── Selected text

It truly is a new era in Boston, and nowhere is that more apparent than in goal, where the Breakers took a calculated gamble in the offseason and traded away Alyssa Naeher, who kept them in many a game the past few seasons, to help bolster the backline. Considering the importance of the veteran keeper in keeping scorelines respectable for the club the past two seasons, some of the angst being directed towards the club after the trade is quite understandable. If Beard’s reshuffling doesn’t work out, this will likely be the move pointed to as the fatal error that could have been avoided.

The big move to replace Naeher in goal came when the Breakers signed Libby Stout from Liverpool in the offseason. After a solid career with Western Kentucky collegiately, Stout turned into a journeyman keeper in Europe, first in France with FF Yzeure before a short stint with German side Cloppenburg, followed by a move to Liverpool. It was there that Stout played under Beard, making this a rather natural fit with manager familiar with his new starting netminder in Boston. Stout also had a cup of coffee with the U.S. U23 team, but she may be under as much pressure as any newcomer in the league with big gloves to fill after Naeher’s departure.

────

## Required task 1
According to the article on the Breakers' goalkeeping, which club did the Breakers sign Libby Stout from?
The article and the rows after it are unrelated material.

── Records shown

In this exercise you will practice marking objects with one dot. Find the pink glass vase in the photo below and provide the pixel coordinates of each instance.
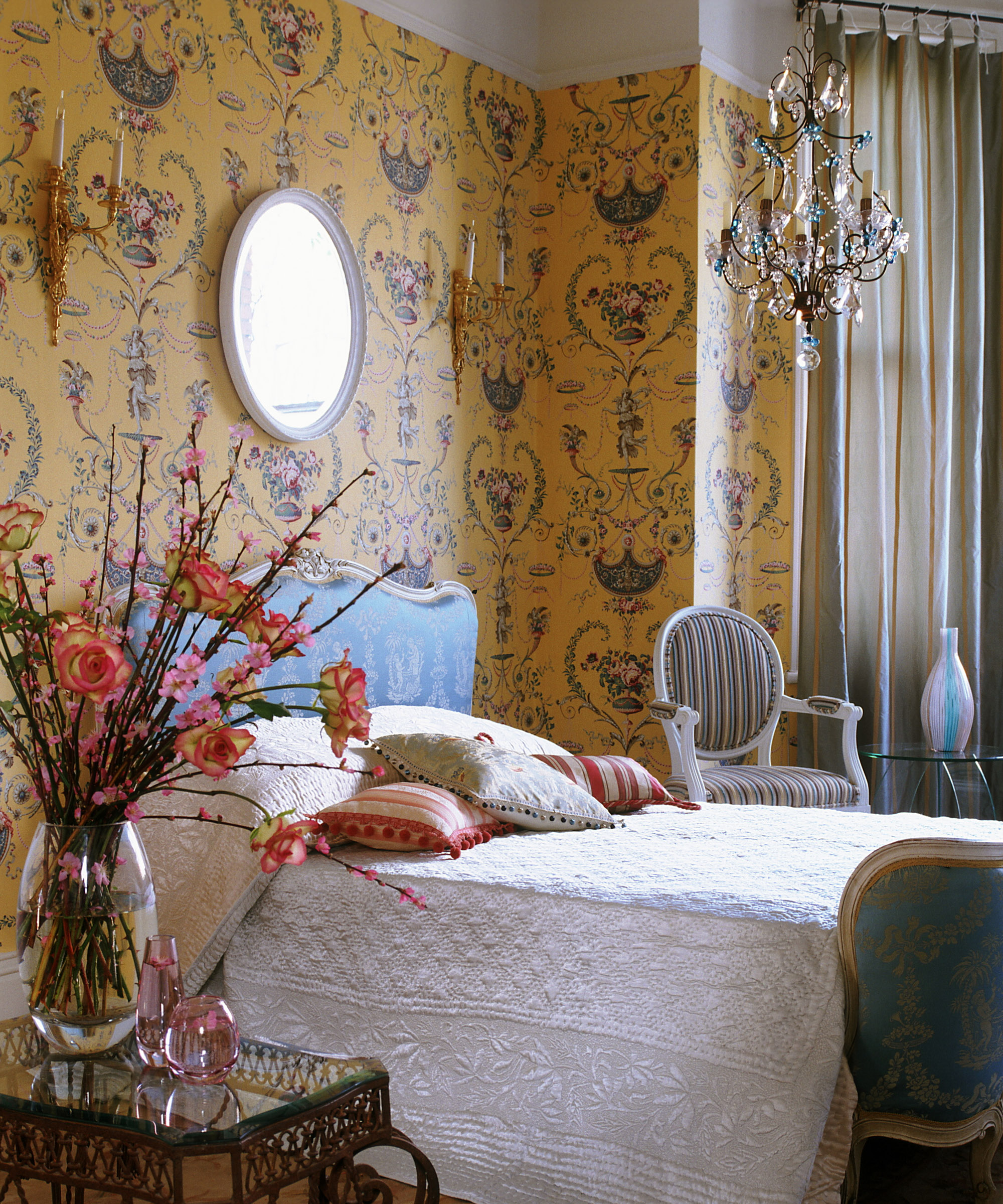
(203, 1042)
(160, 992)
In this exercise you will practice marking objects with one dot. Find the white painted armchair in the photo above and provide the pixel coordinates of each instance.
(719, 685)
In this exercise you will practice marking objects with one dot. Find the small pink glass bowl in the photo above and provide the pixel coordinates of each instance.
(202, 1043)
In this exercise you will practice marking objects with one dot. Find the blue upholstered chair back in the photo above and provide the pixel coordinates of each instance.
(921, 936)
(718, 664)
(416, 646)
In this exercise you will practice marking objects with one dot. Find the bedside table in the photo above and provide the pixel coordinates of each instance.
(950, 794)
(109, 1124)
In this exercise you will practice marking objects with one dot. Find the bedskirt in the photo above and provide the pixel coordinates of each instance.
(652, 1015)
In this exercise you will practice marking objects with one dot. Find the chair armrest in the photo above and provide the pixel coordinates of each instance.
(674, 712)
(824, 707)
(821, 705)
(680, 724)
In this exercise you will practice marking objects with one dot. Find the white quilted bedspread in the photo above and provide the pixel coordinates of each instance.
(647, 1015)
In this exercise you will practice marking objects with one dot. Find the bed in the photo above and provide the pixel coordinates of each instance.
(643, 1015)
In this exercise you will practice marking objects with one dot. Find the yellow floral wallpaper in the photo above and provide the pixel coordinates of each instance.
(623, 442)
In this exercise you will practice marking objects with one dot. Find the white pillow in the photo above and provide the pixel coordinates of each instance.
(391, 720)
(208, 878)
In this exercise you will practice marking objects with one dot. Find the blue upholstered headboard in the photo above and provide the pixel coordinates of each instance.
(416, 646)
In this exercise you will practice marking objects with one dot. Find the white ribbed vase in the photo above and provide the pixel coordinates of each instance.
(948, 708)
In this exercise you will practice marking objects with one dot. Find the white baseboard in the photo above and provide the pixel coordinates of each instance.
(11, 991)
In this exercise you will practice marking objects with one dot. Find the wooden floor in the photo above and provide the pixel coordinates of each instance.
(893, 1173)
(212, 1184)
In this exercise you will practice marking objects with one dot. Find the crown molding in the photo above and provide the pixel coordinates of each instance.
(592, 73)
(726, 71)
(453, 41)
(688, 57)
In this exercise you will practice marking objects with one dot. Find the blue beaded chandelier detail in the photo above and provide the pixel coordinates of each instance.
(799, 239)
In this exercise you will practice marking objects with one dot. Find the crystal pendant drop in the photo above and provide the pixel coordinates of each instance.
(830, 97)
(808, 357)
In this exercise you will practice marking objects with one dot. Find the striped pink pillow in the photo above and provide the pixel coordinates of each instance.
(411, 816)
(619, 783)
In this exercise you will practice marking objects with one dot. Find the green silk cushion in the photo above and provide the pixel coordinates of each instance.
(518, 789)
(930, 962)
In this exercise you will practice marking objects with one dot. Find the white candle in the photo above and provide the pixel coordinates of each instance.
(118, 149)
(769, 185)
(57, 135)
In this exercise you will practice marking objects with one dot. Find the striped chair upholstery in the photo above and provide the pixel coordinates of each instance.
(723, 670)
(719, 696)
(778, 786)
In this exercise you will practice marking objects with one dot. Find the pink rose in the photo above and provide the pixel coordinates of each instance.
(278, 634)
(19, 527)
(198, 583)
(86, 664)
(351, 723)
(282, 843)
(214, 750)
(344, 697)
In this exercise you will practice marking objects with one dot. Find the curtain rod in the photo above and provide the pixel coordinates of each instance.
(949, 15)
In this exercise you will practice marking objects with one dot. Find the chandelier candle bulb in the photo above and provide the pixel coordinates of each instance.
(118, 151)
(57, 135)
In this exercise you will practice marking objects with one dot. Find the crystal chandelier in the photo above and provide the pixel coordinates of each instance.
(800, 240)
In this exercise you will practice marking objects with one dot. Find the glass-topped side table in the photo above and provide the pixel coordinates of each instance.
(959, 789)
(112, 1125)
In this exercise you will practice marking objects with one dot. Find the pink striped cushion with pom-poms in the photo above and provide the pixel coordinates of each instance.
(619, 783)
(411, 816)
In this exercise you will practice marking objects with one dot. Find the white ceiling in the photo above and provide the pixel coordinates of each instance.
(551, 44)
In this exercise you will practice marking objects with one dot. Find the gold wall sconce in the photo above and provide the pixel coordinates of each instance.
(62, 227)
(465, 309)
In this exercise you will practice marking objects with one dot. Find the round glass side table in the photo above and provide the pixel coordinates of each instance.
(959, 787)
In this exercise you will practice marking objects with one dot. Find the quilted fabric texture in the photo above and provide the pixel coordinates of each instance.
(619, 783)
(411, 816)
(930, 965)
(654, 1015)
(515, 787)
(773, 786)
(722, 669)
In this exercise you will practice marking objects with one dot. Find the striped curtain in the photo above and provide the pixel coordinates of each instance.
(903, 523)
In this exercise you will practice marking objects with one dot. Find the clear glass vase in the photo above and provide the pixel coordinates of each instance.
(86, 907)
(203, 1042)
(160, 991)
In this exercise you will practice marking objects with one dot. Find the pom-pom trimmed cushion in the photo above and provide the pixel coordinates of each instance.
(619, 783)
(411, 816)
(511, 786)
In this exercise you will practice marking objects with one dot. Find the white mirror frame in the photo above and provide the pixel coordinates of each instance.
(229, 295)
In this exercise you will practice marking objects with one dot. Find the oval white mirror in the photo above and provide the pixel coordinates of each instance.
(293, 315)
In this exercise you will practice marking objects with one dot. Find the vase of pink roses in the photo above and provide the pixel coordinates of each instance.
(101, 718)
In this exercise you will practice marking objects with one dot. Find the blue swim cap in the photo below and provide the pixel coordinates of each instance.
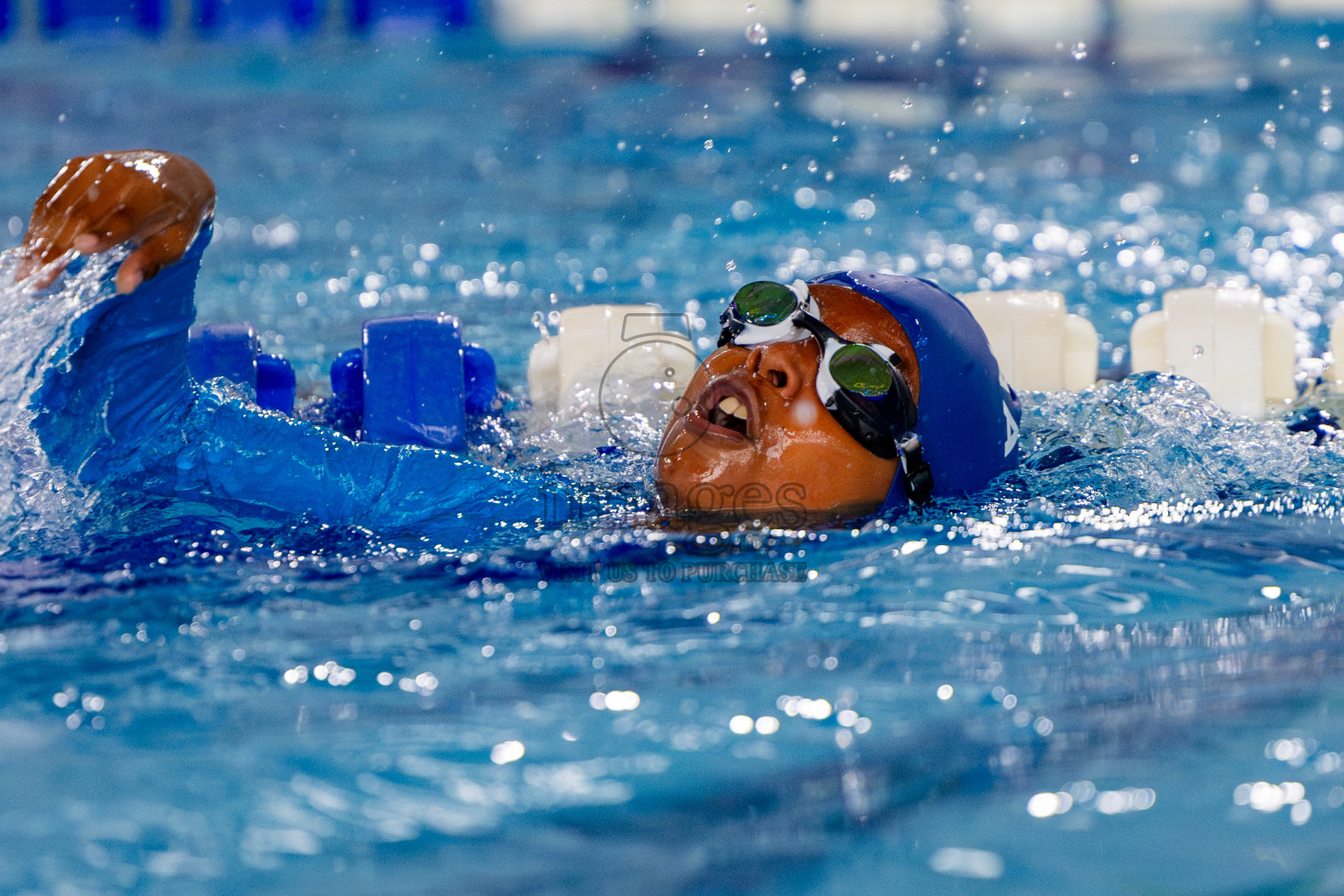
(968, 414)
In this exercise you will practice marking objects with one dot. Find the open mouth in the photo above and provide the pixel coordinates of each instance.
(729, 407)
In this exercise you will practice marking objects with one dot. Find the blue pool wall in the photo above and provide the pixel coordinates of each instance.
(1103, 30)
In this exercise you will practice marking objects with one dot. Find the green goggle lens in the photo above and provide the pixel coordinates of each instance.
(765, 304)
(858, 368)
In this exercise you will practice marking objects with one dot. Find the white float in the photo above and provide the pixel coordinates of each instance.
(564, 22)
(1038, 343)
(619, 356)
(1223, 339)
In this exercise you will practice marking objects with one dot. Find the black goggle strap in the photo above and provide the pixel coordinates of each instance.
(915, 472)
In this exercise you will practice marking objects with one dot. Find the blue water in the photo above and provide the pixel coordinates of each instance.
(1145, 618)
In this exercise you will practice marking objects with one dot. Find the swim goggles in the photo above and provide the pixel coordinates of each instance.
(860, 383)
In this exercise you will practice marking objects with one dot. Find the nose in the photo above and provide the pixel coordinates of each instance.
(781, 364)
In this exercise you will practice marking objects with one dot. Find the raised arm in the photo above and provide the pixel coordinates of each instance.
(155, 200)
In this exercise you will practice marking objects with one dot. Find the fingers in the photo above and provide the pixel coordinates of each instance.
(152, 199)
(165, 248)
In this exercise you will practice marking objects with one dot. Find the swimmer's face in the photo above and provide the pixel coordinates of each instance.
(756, 441)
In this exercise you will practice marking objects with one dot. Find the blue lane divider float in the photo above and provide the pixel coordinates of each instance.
(446, 14)
(233, 351)
(60, 17)
(414, 382)
(217, 17)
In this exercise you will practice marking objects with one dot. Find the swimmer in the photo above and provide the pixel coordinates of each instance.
(847, 396)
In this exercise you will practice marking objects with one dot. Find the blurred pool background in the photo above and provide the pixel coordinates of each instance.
(1118, 673)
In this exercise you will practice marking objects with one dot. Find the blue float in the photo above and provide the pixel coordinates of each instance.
(276, 383)
(233, 352)
(60, 17)
(414, 382)
(223, 349)
(366, 15)
(346, 410)
(215, 17)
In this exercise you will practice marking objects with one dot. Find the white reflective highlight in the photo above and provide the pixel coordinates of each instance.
(506, 752)
(977, 864)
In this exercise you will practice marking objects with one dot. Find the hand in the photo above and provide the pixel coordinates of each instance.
(155, 200)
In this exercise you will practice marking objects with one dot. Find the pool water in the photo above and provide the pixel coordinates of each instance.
(1117, 672)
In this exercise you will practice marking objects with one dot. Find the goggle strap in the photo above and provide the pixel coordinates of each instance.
(915, 472)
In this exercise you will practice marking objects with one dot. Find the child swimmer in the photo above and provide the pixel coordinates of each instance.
(848, 396)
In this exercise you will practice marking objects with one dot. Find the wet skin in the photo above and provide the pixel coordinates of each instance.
(155, 200)
(789, 458)
(782, 456)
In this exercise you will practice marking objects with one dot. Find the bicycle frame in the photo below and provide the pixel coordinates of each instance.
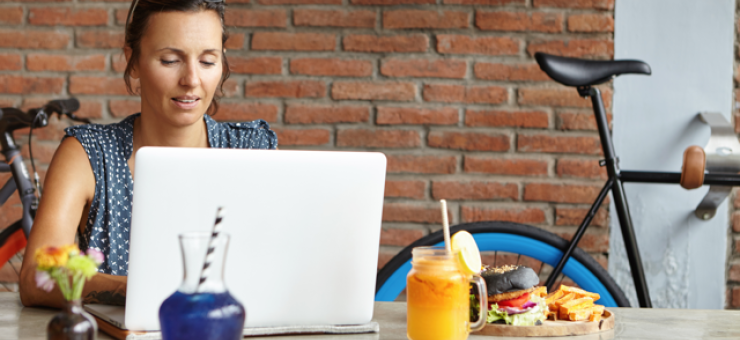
(614, 183)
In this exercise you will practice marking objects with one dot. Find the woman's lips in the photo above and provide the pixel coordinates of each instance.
(186, 105)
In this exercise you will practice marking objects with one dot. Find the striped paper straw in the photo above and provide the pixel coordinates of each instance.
(220, 212)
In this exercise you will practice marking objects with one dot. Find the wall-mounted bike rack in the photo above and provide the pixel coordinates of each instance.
(723, 156)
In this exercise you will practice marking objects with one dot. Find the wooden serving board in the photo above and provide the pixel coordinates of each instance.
(552, 328)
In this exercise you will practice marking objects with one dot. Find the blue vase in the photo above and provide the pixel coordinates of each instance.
(202, 311)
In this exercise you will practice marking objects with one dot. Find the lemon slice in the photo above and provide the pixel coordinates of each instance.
(470, 260)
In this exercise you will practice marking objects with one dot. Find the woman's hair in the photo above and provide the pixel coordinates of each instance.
(137, 25)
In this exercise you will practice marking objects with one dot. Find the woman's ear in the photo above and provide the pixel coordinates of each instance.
(128, 53)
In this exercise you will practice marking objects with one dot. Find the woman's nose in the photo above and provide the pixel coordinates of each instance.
(190, 76)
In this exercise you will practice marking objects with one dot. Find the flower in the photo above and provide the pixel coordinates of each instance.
(44, 280)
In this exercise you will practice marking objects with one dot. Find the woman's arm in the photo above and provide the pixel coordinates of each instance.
(68, 191)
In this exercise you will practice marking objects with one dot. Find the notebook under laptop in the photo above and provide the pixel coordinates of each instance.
(304, 226)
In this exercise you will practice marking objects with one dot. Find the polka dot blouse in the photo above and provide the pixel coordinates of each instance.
(109, 147)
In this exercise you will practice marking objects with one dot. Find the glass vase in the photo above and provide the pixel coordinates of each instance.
(73, 323)
(202, 311)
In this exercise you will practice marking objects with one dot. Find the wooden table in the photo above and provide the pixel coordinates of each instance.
(17, 322)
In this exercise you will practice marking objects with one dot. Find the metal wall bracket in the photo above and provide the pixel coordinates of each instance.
(723, 155)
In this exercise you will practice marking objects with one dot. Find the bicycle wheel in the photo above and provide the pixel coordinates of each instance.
(12, 243)
(510, 238)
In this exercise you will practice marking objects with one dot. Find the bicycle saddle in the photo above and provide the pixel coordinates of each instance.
(583, 72)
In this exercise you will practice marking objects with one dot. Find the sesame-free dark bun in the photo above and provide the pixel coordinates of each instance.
(509, 279)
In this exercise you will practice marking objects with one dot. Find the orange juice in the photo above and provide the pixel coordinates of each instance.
(438, 297)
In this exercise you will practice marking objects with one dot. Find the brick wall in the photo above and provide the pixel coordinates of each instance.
(447, 89)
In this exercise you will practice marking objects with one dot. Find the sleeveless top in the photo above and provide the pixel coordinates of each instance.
(108, 148)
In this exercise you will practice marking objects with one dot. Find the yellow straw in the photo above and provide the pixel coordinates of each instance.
(445, 226)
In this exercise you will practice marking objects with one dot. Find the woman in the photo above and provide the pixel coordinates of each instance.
(174, 48)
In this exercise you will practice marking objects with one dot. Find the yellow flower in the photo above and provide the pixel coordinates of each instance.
(54, 257)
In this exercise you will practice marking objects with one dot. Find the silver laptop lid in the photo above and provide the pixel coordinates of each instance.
(304, 226)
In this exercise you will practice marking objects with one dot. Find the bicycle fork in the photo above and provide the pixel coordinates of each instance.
(620, 201)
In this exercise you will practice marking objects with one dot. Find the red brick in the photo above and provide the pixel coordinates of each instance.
(118, 62)
(559, 144)
(590, 23)
(282, 41)
(419, 116)
(17, 38)
(100, 39)
(465, 94)
(500, 118)
(509, 72)
(529, 215)
(561, 193)
(13, 84)
(256, 65)
(11, 15)
(474, 190)
(559, 97)
(123, 108)
(573, 48)
(394, 212)
(334, 18)
(463, 44)
(51, 16)
(332, 67)
(519, 21)
(393, 2)
(584, 4)
(380, 44)
(10, 62)
(574, 216)
(399, 237)
(484, 2)
(422, 164)
(285, 89)
(572, 120)
(302, 137)
(51, 62)
(425, 68)
(97, 85)
(235, 41)
(505, 166)
(42, 151)
(415, 18)
(580, 168)
(313, 114)
(398, 91)
(591, 242)
(256, 18)
(299, 2)
(469, 141)
(405, 189)
(378, 138)
(245, 111)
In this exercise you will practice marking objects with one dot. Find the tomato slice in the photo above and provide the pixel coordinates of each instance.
(516, 302)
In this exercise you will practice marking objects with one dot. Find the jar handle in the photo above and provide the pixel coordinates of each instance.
(483, 310)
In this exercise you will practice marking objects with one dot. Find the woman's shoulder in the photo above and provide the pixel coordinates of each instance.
(244, 135)
(96, 131)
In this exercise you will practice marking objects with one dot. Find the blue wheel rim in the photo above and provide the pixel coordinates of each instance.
(517, 244)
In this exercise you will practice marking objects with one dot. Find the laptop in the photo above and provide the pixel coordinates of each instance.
(304, 229)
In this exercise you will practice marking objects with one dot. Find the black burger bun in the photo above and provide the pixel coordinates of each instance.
(508, 279)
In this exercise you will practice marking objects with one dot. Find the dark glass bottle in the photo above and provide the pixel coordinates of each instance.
(206, 311)
(73, 323)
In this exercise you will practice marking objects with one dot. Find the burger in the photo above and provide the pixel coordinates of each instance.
(513, 298)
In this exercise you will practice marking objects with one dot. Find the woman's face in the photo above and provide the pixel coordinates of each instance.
(179, 66)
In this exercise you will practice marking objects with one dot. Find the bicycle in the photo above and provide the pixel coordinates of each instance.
(565, 259)
(13, 238)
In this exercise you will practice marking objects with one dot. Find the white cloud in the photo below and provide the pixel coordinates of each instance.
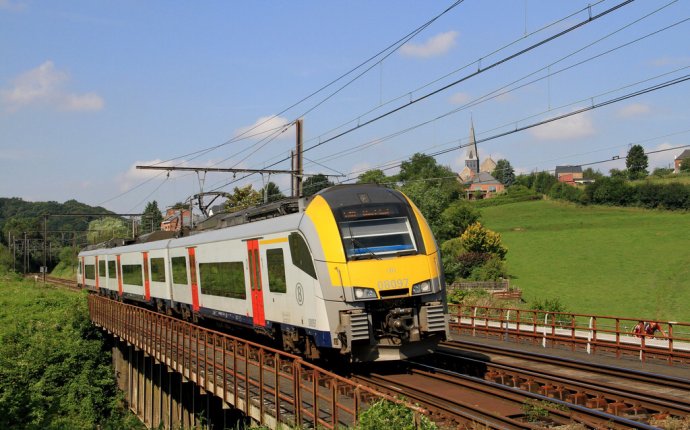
(670, 61)
(632, 110)
(44, 86)
(134, 176)
(435, 46)
(661, 159)
(572, 127)
(85, 102)
(460, 98)
(12, 5)
(265, 127)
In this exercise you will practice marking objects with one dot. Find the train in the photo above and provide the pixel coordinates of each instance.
(352, 271)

────

## Required task 2
Identify every line in the rows above that contains the string "strap".

## Final answer 1
Liverpool

## Final answer 2
In this exercise you will practice marking objects with one dot. Find the black goggle strap in the photo above and provide the pixel coordinates of each instance.
In this exercise you will practice marking objects with one dot. Find the goggle strap in the photo above and provide the pixel coordinates of each instance.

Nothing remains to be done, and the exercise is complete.